Return, word for word, every line that follows.

**Record set**.
....................

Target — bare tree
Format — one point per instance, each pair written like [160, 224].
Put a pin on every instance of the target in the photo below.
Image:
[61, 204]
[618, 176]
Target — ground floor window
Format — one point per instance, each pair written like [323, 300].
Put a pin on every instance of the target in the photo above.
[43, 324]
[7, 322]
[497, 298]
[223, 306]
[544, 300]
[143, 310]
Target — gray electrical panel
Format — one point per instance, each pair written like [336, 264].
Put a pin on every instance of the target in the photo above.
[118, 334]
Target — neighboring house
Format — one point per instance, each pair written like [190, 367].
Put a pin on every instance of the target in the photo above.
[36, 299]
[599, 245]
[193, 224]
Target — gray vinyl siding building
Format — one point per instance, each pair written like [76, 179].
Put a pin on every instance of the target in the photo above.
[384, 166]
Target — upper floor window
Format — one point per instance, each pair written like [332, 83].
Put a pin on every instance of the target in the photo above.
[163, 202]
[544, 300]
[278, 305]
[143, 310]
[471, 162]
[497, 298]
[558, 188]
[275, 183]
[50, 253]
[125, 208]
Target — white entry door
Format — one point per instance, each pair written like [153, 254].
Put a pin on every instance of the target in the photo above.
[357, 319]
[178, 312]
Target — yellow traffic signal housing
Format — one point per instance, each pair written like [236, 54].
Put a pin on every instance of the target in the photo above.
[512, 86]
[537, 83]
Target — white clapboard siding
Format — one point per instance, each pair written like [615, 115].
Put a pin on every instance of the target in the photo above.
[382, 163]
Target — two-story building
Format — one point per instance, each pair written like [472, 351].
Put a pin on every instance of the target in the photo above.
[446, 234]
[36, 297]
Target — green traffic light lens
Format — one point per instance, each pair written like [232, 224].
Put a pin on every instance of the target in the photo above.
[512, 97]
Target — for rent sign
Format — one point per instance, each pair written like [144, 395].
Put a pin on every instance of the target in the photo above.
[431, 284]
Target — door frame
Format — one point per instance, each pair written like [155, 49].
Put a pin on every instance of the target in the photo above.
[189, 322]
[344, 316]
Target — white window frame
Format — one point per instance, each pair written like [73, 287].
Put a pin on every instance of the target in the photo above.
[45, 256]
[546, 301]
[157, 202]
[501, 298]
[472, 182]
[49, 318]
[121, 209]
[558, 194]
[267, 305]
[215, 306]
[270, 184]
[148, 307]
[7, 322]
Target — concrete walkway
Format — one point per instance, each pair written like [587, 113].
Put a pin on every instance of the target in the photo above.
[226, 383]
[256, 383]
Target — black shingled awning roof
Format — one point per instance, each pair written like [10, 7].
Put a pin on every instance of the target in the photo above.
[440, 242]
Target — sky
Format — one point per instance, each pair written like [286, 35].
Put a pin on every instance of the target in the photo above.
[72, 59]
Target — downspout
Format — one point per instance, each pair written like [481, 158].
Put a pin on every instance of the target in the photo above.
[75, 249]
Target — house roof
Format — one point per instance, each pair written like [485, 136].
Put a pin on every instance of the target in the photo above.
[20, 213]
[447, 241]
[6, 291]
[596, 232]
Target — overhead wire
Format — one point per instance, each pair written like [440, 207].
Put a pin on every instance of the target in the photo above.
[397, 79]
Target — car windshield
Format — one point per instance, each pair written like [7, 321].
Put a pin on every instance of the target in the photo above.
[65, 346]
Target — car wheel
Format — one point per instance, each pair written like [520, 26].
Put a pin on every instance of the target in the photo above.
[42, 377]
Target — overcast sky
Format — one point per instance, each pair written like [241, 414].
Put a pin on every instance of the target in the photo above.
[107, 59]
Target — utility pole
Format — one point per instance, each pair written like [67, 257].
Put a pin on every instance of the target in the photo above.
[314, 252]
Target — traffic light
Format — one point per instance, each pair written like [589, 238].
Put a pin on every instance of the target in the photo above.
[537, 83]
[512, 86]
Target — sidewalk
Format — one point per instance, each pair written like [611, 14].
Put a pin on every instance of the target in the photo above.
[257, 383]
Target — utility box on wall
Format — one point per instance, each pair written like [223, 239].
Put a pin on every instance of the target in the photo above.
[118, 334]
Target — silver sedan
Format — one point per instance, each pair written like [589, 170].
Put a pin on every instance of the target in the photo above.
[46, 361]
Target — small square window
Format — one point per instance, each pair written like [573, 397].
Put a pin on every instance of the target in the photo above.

....................

**Written response**.
Target — bare tree
Format — one point per instance, each pair written like [160, 224].
Put a pin on every instance of the target in the photo below.
Image:
[61, 204]
[618, 176]
Target — ground floor window
Format — one point per instance, each pair written like [323, 300].
Put a pin on every instance of the target in the photo above.
[43, 324]
[7, 322]
[497, 298]
[223, 306]
[544, 300]
[143, 310]
Target — gray electrical panel
Format — one point per instance, each pair written like [336, 264].
Put a pin on every instance of the target in the photo above.
[118, 334]
Target — neighboring house
Format — one point per instance, each pair written like [190, 367].
Put a pin on every instance of the target in the photo above.
[36, 299]
[599, 245]
[193, 224]
Target — gray vinyl siding building
Format — one point per instance, each pair written like [76, 179].
Put a pin on every instance of the target in the photo above.
[384, 166]
Target — upper floor window
Format — one point per instance, each pair written like [332, 83].
Put a pin on every instance of the target in the photo above.
[163, 202]
[544, 300]
[278, 305]
[143, 310]
[471, 162]
[497, 298]
[558, 188]
[275, 183]
[50, 253]
[125, 208]
Target — white entry door
Format — one point per instance, each pair written like [153, 254].
Put a pin on every instance of the target in the photo above.
[357, 319]
[178, 312]
Target — yellow traffic signal housing
Format — one point per instance, each pair written like [236, 54].
Put a pin on every instance of the target in the photo above.
[512, 86]
[537, 83]
Target — white clapboard siding
Format — one point per instance, each pair written like [615, 115].
Put a pin on every instance of the target in the photo above.
[382, 163]
Target — two-story building
Format — one point per instance, each pair written like [472, 351].
Put a pin on every instance of the target in the photo above.
[446, 234]
[36, 297]
Target — green traffic light lens
Format — one point per instance, each pair written like [232, 224].
Put a pin on every instance of the target in the photo above.
[512, 97]
Target — for rent sign
Format — one point per instance, each pair written like [144, 395].
Put a pin on every instance of the target in the photo above.
[431, 284]
Target — door frame
Format — one point per instance, each pair written like [155, 49].
Put a pin on every instance of the target in the photo above.
[189, 322]
[344, 316]
Target — white window frame
Format — one point per instance, each pair written like [73, 287].
Put a pin on every instance of the target in the photo above.
[45, 256]
[546, 301]
[157, 202]
[501, 298]
[472, 182]
[49, 318]
[121, 209]
[558, 194]
[267, 305]
[215, 306]
[270, 184]
[148, 307]
[7, 322]
Target — concrete walkway
Format — one point per instance, each pair written like [587, 113].
Put a pin on every instance of the target in the photo above.
[226, 383]
[256, 383]
Target — black shingled awning roof
Format — one point per instance, each pair written like [10, 7].
Put a pin on every instance of the target in the photo above.
[440, 242]
Target — sky
Format — one point per instance, each pair written like [286, 35].
Put a pin on every instance of the target in the photo above.
[72, 59]
Target — downspout
Format — one point per instance, each pair written like [481, 158].
Put a pin on every instance of the target in the photo above.
[75, 249]
Target — house roof
Format — one point per instance, each pair written like [485, 136].
Put a pin on every instance of the target in the photo above.
[20, 213]
[447, 241]
[6, 291]
[596, 232]
Target — overhead wire
Format — one point per instance, each pair written like [440, 207].
Put a pin on every instance of the target in the photo above.
[397, 79]
Target — car windshield
Format — one point per instance, each pair written like [7, 321].
Put a pin on every instance of the target in the photo above.
[65, 346]
Target — car wheel
Format — one point per instance, each pair written like [520, 26].
Put a pin on every instance of the target in the photo above.
[42, 377]
Target — overcast sky
Format — one point per instance, each pair written like [241, 414].
Put a pin on every instance of the target in the photo above.
[107, 59]
Target — utility pole
Format — one point per instance, each pair written like [67, 257].
Put a pin on every instance of the target in the photo above.
[314, 252]
Target — traffic light
Format — one point per instance, each pair written like [589, 238].
Put a pin on every instance of the target in the photo above.
[537, 83]
[512, 86]
Target — sidewalk
Format — one point per instance, each pair written like [611, 14].
Put a pin on every instance of the target in the photo above.
[257, 383]
Target — utility box on wall
Format — one point per instance, each pair written like [223, 239].
Put a pin on every instance of the target in the photo above.
[118, 334]
Target — silver sedan
Format — one point per instance, each pair written like [589, 170].
Put a pin on every instance of the target in the photo above.
[46, 361]
Target — small square window
Format — one point per instance, each pair written like [573, 397].
Put a pin on every instance of the target in the photo above.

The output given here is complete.